** What the task asks **
Rewrite all of the material below as a Markdown table with the columns "Row" and "Material line." Put one nonblank line per row with its row number, and leave the pictures out.

** Exercise inputs **
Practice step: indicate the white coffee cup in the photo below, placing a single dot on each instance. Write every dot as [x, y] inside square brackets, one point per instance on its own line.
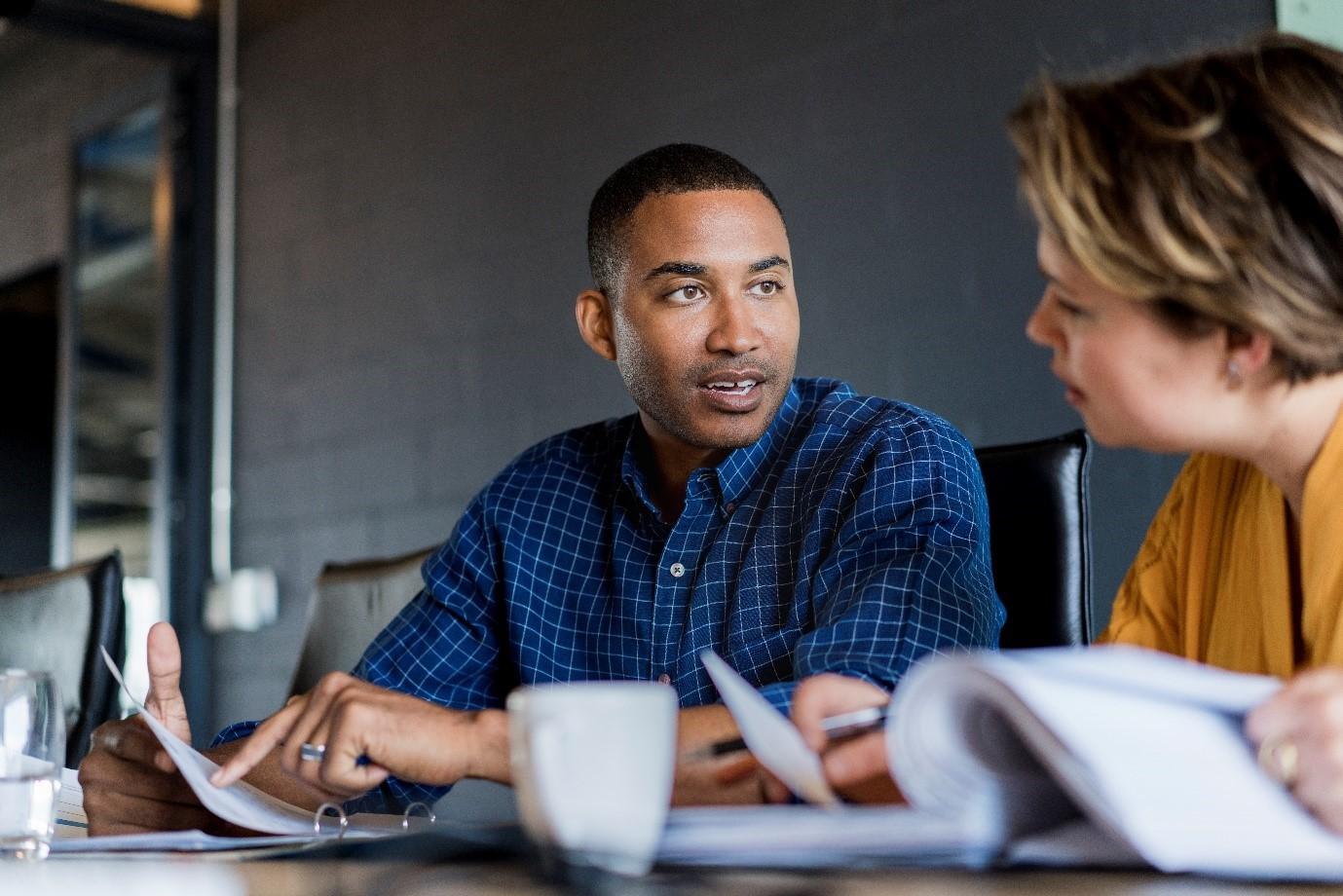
[592, 765]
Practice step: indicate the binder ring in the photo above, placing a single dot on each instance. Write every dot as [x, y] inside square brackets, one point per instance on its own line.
[406, 815]
[321, 810]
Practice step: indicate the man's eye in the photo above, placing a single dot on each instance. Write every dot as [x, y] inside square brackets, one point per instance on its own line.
[687, 293]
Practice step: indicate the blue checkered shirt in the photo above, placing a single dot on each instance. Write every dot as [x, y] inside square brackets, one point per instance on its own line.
[851, 538]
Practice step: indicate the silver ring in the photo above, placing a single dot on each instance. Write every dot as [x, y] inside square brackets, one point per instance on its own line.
[1280, 761]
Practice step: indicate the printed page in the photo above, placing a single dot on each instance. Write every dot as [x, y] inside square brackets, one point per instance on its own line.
[772, 740]
[814, 838]
[71, 821]
[242, 803]
[1172, 775]
[1150, 747]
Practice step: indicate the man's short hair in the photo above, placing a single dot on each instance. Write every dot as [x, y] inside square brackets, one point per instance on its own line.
[676, 168]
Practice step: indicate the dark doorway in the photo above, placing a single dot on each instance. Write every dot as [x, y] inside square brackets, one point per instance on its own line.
[27, 418]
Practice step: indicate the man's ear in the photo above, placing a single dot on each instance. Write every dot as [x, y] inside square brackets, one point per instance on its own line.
[596, 324]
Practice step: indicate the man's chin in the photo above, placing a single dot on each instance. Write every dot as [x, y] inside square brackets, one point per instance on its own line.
[727, 435]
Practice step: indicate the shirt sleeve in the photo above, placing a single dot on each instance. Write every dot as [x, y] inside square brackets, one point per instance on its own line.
[1145, 610]
[910, 573]
[442, 647]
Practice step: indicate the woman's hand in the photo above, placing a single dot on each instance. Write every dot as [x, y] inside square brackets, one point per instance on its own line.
[856, 768]
[1299, 732]
[365, 733]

** Problem solution **
| Row | Material line |
|---|---|
| 1 | Practice step: indicate the white coffee cup in the photo below, placing a single dot on each instance. Write every dot as [x, y] inside square brackets, one point per instance on its own line. |
| 2 | [592, 765] |
| 3 | Practice step: indicate the binder ring in the photo above, placing a single dot on each instance. Write every dot as [x, y] inside square brackets, one point per instance on its own line. |
| 4 | [406, 815] |
| 5 | [321, 810] |
| 6 | Practice step: indicate the man's eye in the photo above, placing a single dot on each instance. Write every dot as [x, y] inside square brackets, one point per instance on its own line. |
| 7 | [687, 293] |
| 8 | Practice step: indicate the blue checkered shirt in the photo above, placing a single dot on each instance. Write every dot as [x, y] inside square brackets, one point per instance on its own line. |
| 9 | [851, 538] |
| 10 | Practice step: indicate the silver ring in the photo above, placing a single dot on each instance. Write every dot as [x, y] inside square brackets, one point per instance on its own line. |
| 11 | [1280, 761] |
| 12 | Practice step: indicate the printed page in the photo above, placing a single dot on each instance. Write every dot as [x, y] inside square brackets, one point per instance on its own line. |
| 13 | [772, 740] |
| 14 | [814, 838] |
| 15 | [71, 821] |
| 16 | [242, 803] |
| 17 | [1172, 775] |
| 18 | [1150, 747] |
| 19 | Practice step: indicate the man's short hair in the photo above, placing a single dot on each instance. Write every dot as [x, y] inside square brackets, one point per instance on its own line. |
| 20 | [676, 168] |
| 21 | Practice step: indicate the dark doorway in the photo above, placing a single dot on each instance. Write every dot as [x, y] inside square brackets, one point per instance on its own line. |
| 22 | [27, 418] |
| 23 | Practice step: indicate the man's ear in the photo above, placing a single dot on each instance. Write every dot as [x, y] inside square brackets, one point per instance on its own line. |
| 24 | [596, 324] |
| 25 | Practice step: indicate the man's chin in the photo above, placing a single dot on each instance. Write every dot as [x, y] inside square brackets, one point per instance on its own line. |
| 26 | [727, 435] |
| 27 | Practice step: indicate the shirt sleeve in the photo above, placing a single dot on each instance. Write every dot as [x, y] inside square brackets, one point per instance on its own line. |
| 28 | [1145, 610] |
| 29 | [910, 573] |
| 30 | [442, 647] |
| 31 | Practice step: indicate the woman's hand in the photo above, placing a single dot on each instance. Write every dot as [x, y] inside square brackets, one point per instance on its own line. |
| 32 | [856, 768] |
| 33 | [1299, 732] |
| 34 | [365, 733] |